Given data:

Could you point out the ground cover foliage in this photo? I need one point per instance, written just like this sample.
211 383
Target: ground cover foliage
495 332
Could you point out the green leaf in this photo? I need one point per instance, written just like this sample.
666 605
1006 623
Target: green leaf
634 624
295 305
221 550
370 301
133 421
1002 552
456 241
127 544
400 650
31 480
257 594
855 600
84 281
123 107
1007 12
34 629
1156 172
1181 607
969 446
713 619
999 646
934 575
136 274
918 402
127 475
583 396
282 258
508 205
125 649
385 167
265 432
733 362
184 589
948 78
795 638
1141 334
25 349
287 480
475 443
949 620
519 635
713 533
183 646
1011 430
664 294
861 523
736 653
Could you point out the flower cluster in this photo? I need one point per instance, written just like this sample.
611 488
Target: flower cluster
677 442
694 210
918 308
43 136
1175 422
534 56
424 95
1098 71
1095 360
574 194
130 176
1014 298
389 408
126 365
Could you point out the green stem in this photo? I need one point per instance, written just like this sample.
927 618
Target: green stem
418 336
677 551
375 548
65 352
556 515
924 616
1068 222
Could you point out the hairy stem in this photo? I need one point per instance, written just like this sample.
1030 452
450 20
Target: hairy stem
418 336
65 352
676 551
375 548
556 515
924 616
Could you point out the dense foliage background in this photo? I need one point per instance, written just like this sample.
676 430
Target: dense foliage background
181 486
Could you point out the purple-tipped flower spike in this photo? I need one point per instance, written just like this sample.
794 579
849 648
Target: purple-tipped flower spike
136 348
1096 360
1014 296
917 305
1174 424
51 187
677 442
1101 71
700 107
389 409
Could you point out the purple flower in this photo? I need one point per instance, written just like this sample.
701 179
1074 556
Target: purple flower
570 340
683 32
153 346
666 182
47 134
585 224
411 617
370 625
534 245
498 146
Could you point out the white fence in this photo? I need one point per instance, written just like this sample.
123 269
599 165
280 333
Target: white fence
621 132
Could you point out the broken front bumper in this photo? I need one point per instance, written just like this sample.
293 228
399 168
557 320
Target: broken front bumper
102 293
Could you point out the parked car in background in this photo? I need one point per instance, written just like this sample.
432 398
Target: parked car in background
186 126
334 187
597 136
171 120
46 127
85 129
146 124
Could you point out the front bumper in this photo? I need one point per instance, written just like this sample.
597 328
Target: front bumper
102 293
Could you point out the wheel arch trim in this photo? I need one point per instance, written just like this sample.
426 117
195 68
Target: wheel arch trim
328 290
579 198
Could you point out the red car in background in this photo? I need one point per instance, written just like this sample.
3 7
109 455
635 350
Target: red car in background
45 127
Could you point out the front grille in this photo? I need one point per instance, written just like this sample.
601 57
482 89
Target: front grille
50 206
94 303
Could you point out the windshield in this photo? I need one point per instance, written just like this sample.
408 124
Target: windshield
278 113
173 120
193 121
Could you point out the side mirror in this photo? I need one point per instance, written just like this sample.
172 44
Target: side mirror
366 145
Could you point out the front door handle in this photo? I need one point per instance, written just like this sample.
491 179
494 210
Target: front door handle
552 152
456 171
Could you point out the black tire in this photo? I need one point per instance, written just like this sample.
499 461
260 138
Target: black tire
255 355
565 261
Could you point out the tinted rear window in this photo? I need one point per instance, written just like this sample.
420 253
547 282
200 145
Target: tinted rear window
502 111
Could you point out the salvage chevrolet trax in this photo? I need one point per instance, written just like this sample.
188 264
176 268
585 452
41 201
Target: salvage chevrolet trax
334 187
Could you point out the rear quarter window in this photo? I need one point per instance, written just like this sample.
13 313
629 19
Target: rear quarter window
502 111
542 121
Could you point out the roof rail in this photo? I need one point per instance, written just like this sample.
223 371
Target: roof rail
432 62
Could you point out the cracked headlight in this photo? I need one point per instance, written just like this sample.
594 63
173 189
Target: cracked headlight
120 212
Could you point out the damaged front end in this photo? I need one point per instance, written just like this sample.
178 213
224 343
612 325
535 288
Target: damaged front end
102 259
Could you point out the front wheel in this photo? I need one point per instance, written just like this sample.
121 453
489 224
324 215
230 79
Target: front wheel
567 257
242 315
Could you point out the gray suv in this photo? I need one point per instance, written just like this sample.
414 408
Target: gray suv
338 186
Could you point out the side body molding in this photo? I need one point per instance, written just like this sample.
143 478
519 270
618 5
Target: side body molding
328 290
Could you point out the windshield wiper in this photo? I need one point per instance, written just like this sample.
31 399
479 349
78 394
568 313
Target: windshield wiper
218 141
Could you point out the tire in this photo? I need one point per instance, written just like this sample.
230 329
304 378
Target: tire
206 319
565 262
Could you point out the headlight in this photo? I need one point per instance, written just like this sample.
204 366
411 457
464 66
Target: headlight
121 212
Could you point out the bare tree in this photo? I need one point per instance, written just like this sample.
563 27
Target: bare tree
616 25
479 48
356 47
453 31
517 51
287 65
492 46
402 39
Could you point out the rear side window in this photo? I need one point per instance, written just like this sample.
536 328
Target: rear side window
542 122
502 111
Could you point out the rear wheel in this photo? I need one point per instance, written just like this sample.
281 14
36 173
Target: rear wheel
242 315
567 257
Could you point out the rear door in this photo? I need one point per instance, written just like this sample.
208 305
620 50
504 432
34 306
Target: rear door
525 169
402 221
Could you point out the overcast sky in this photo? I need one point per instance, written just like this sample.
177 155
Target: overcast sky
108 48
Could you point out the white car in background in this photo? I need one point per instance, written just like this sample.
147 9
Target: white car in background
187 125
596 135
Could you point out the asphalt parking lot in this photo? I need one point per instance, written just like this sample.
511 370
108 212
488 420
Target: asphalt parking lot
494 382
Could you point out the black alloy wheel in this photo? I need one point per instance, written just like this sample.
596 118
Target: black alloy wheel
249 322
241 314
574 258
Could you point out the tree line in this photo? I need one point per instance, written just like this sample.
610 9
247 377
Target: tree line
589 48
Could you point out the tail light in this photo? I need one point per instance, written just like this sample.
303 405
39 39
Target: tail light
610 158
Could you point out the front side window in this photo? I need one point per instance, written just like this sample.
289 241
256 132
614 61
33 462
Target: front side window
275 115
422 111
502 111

Task requirements: Print out all the entries above exactly.

Result of the exercise:
Could you point out the ground cover foliage in this photo? I need one point per instance, written just like this sample.
211 383
Target: ground cover foliage
495 332
Could you point out the green leaf in this photo? I need one point per instance, written just like this sample.
666 605
1006 623
Target: green leaf
634 624
295 305
221 550
370 301
133 421
1002 552
456 241
127 544
400 650
31 480
257 594
855 600
84 281
123 107
1007 12
34 629
1156 172
1181 607
969 446
713 619
999 646
934 575
136 274
918 402
127 475
583 396
282 258
508 205
125 649
385 167
265 432
733 362
184 589
948 78
795 638
1141 334
25 349
287 480
475 443
949 620
519 635
713 533
183 646
1011 430
664 294
861 523
736 653
Could you point out the flower cluster in this photo? I need one point per instance, written just like this sample.
611 488
Target: flower cluster
677 442
694 210
918 308
43 136
1175 422
534 56
424 95
1098 71
1095 360
574 194
130 176
1014 298
389 408
126 365
Could you point out the green stem in this photo? I need one point per instance, written just like this sample.
927 618
Target: green stem
418 336
677 551
375 548
65 352
556 515
924 616
1068 222
Could you point out the hairy stem in this photo? I need one point per instance, written just like this sample.
1030 452
450 20
Target: hairy stem
418 336
65 352
676 551
375 548
556 515
924 616
Could you point out the dense foliage background in this photo? I need one point per instance, written just like this sample.
676 430
Target: dense foliage background
181 486
Could you point out the purple-tipped flower spike in this photo? I need one point per instance, written just like this sample.
794 579
849 648
Target: purple-tipped flower spike
136 348
1096 360
1014 296
917 305
1174 424
51 187
677 442
1101 71
700 107
389 409
Could you point out the purple flower in this photo? I need one point per instance, written just like this sample.
701 179
1074 556
Target: purple flower
570 340
683 32
153 346
666 182
47 134
585 224
411 617
370 625
534 245
498 146
Could you point out the white fence in this photo? I need one point per instance, written just like this sample.
123 269
599 165
280 333
Target: white fence
621 132
Could you point out the broken front bumper in this photo? I need one point per instance, written just like this sample.
293 228
399 168
557 320
Target: broken front bumper
102 293
Could you point out the parked car in background in this photo? I need one point per instance, written just like this sample.
432 398
Target: parked car in background
186 126
334 187
597 136
171 120
46 127
85 129
146 124
Could you point out the front bumper in this photo? I need one point per instance, written just like this sample.
597 328
Target: front bumper
102 293
Could you point out the wheel arch trim in this photo? I need one point per instance, written just like this sample.
426 117
195 68
Target: wheel arch trim
328 290
579 198
Could you point out the red car in background in this photo? I need one point per instance, written just like this sample.
3 7
109 455
635 350
Target: red car in background
45 127
Could you point out the front grille in this photo? I need one point per instance, written just like this sample.
601 57
482 89
Target: front grille
50 206
94 303
Could you point out the windshield in this photo? I need one point per instance, written just like this sample.
408 124
Target: windshield
278 113
173 120
193 121
Could you point out the side mirror in this photo? I need one point per instance, written just like this sample.
172 44
Target: side mirror
366 145
Could you point out the front door handle in this photo? I need one point per instance, written just like this sample.
491 179
494 210
Target: front door handle
552 152
456 171
Could you point out the black tire in this photo? I need one point per instance, written just like this sample.
499 461
260 138
Target: black tire
255 355
565 261
Could you point out the tinted rear window in this photo? I need one point per instance, written just like this sample.
420 253
547 282
200 145
Target: tinted rear window
502 111
Could you point out the salvage chevrolet trax in this photo? I need one point per instance, written just like this sample.
188 264
176 268
585 452
41 201
Target: salvage chevrolet trax
334 187
Could you point out the rear quarter window in this photo? I need one point per instance, written just like this sample.
13 313
629 19
Target: rear quarter window
502 111
542 121
Could you point out the roof rail in this photo? I need one point per instance, written just like this sample.
223 371
Target: roof rail
432 62
Could you point out the cracked headlight in this photo? I need one point per instance, written just like this sample.
594 63
173 189
Target: cracked headlight
120 212
Could you point out the damaged front end in this photo? I need one point per instance, written just like this sample.
178 213
224 343
612 325
535 288
Target: damaged front end
102 259
Could you point out the front wheel in this photo? I need one point per instance, written just like this sample.
121 453
489 224
324 215
230 79
Target: front wheel
567 257
242 315
Could you point out the gray suv in this photo? I need one point per instance, written just like this sample.
414 408
Target: gray suv
338 186
Could you point out the side body molding in this photo? I need one point per instance, written just like this sample.
143 478
519 270
618 5
Target: side body molding
328 290
Could you point out the windshield wiper in this photo? I need one point per instance, written just like this sample.
31 399
479 349
78 394
568 313
Target: windshield wiper
218 141
Could you point out the tire in this photo? I need one point per instance, written just like this sample.
230 329
304 378
Target: tire
206 319
565 262
Could you point out the headlight in this photo? I need one point per instance, written just like this sample.
204 366
411 457
464 66
Target: headlight
121 212
Could you point out the bare tree in this photo? I need one point per instance, written just like this sample.
563 27
Target: bare tree
616 25
479 48
356 47
453 31
517 51
287 65
492 46
402 39
Could you point out the rear side window in this photo? I need one point per instance, written just like this sample.
536 328
Target: rear side window
542 122
502 111
Could you point out the rear wheel in this photo? I need one point per instance, written just like this sample.
281 14
36 173
Target: rear wheel
242 315
567 257
Could you point out the rear door in this photo? I need one point per instance, written just like this sample.
208 305
620 50
504 432
34 306
Target: rear door
525 169
402 221
Could you point out the overcast sky in this photo? I need one point per instance, written just like this sample.
177 155
Target: overcast sky
108 48
Could you point out the white car in background in this photo? I need one point per instance, written just like this sample.
147 9
Target: white car in background
187 125
596 135
Could you point out the asphalt parking lot in this photo? I need one point per instance, written just like this sample.
511 370
108 212
488 420
Target: asphalt parking lot
494 382
Could you point out the black alloy wheel in this photo? I need one point per instance, written just like this sample.
596 118
Target: black alloy wheel
249 322
241 314
574 258
Could you point out the tree line in this photo? I need one point per instance, written just like this sample.
610 9
247 377
Target: tree line
589 48
Could you point out the tail light in this photo? I need one point per instance, written just like this sample.
303 405
39 39
Target: tail light
610 158
Could you point out the front side window in this photo? I need one point per instance, written just like this sample.
289 241
256 132
614 61
33 462
Target: front side window
275 115
422 111
502 111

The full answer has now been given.